AIM ::
Copy out everything in the items below without changes, from their first line through the line that contains "M 247 167 L", including both of those lines.

--- STORED DATA ---

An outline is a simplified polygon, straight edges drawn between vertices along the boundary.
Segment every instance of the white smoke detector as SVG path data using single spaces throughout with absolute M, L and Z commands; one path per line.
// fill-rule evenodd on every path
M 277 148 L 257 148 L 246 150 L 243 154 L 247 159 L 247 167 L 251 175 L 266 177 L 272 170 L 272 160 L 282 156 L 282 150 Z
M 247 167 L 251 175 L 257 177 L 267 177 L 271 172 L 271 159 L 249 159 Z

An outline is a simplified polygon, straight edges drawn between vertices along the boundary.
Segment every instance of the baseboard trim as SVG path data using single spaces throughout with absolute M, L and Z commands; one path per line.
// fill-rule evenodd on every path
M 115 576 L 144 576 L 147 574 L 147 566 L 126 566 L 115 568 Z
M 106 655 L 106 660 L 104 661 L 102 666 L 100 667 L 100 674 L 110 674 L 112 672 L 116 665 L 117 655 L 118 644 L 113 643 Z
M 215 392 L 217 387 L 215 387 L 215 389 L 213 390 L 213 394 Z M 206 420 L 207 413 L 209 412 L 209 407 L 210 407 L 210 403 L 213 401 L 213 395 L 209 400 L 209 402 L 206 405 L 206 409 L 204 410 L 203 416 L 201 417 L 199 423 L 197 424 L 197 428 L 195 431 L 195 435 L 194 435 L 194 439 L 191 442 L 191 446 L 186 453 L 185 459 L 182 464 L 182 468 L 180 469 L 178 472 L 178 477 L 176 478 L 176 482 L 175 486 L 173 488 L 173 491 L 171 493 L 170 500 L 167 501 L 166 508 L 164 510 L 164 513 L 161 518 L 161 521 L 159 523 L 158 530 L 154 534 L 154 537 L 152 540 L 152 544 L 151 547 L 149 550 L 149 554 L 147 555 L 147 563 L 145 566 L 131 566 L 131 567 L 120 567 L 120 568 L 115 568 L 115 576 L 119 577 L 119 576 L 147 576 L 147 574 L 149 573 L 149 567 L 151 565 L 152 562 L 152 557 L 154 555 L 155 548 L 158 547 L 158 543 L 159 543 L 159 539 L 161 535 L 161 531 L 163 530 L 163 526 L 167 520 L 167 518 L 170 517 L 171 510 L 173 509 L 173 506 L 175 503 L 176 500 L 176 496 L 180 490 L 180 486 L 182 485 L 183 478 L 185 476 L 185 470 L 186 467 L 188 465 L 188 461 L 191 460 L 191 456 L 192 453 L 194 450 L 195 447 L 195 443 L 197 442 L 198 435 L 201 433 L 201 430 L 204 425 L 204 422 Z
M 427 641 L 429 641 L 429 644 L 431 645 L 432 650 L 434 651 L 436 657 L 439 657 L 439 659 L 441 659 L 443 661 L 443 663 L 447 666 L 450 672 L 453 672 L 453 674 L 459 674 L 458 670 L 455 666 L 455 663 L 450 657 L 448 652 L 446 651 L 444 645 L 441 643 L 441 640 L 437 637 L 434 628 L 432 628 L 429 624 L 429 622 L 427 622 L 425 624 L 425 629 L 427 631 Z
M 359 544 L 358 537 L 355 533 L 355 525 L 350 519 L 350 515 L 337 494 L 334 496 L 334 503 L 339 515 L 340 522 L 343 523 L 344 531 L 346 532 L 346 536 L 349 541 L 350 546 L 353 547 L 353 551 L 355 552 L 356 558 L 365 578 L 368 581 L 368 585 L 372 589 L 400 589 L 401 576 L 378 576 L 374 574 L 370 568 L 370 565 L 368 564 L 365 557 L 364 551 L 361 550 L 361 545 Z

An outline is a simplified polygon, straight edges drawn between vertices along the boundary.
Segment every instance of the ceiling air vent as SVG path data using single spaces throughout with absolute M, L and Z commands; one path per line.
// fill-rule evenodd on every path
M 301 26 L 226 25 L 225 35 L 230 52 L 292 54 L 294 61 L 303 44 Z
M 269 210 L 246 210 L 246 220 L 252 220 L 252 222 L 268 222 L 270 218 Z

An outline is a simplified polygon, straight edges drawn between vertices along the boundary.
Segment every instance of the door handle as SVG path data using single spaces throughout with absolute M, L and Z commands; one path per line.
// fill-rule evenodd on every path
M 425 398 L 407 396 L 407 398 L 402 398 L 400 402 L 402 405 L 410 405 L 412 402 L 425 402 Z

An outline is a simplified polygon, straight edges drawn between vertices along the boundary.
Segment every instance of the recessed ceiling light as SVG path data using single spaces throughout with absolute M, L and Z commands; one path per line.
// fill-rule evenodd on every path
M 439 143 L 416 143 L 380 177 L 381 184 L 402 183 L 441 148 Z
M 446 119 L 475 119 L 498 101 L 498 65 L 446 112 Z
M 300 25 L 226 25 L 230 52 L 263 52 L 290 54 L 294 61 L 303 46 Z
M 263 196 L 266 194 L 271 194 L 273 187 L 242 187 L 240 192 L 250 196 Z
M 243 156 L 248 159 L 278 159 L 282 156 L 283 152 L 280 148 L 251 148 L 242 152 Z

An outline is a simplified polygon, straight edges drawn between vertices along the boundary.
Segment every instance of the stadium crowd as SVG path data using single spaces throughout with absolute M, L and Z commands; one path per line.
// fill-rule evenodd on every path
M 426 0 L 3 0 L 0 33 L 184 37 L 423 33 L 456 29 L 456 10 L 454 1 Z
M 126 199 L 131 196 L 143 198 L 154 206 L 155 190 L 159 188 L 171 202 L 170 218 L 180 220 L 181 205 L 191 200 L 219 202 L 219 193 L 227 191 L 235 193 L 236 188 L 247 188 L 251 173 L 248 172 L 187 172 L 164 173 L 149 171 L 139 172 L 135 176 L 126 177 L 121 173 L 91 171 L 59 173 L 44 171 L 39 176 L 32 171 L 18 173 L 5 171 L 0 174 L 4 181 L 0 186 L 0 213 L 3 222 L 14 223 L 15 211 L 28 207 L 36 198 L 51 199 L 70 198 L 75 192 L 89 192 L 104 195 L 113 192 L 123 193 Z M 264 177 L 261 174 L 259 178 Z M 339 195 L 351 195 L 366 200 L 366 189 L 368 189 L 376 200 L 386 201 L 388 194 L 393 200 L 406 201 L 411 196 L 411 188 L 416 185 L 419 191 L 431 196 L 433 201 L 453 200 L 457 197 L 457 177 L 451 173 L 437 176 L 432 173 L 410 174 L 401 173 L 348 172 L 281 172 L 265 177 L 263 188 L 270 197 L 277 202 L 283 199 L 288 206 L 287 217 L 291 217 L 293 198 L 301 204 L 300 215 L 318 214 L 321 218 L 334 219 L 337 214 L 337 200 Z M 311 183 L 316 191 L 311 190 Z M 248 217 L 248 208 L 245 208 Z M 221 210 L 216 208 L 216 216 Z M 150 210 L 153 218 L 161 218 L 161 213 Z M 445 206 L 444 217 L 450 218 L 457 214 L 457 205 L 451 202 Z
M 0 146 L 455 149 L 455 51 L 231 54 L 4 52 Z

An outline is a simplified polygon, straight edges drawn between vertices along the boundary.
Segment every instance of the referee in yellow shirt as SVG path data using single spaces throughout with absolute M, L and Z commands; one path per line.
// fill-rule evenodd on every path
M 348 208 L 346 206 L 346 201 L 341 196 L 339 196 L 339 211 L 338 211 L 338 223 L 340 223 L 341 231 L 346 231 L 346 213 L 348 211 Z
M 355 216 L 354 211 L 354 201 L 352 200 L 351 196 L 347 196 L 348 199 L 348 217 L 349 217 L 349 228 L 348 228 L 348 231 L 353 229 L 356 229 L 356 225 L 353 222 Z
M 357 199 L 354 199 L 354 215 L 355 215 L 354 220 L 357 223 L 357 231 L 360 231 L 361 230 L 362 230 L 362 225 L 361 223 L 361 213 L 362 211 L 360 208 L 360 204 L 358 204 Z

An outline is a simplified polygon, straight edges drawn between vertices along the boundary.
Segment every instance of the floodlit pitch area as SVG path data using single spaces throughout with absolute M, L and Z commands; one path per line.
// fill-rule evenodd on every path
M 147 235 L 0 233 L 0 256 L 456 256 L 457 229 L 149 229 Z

---

WRITTEN ANSWER ::
An outline is a simplified polygon, straight edges drawn between vertices along the boundary.
Segment every instance of the white smoke detector as SVG path data using single spaces throughout with absolute M, L and Z commands; one path per line.
// fill-rule evenodd on every path
M 277 148 L 257 148 L 246 150 L 243 154 L 247 159 L 247 167 L 251 175 L 266 177 L 272 170 L 272 160 L 282 156 L 282 150 Z
M 247 167 L 251 175 L 257 177 L 267 177 L 271 172 L 271 159 L 249 159 Z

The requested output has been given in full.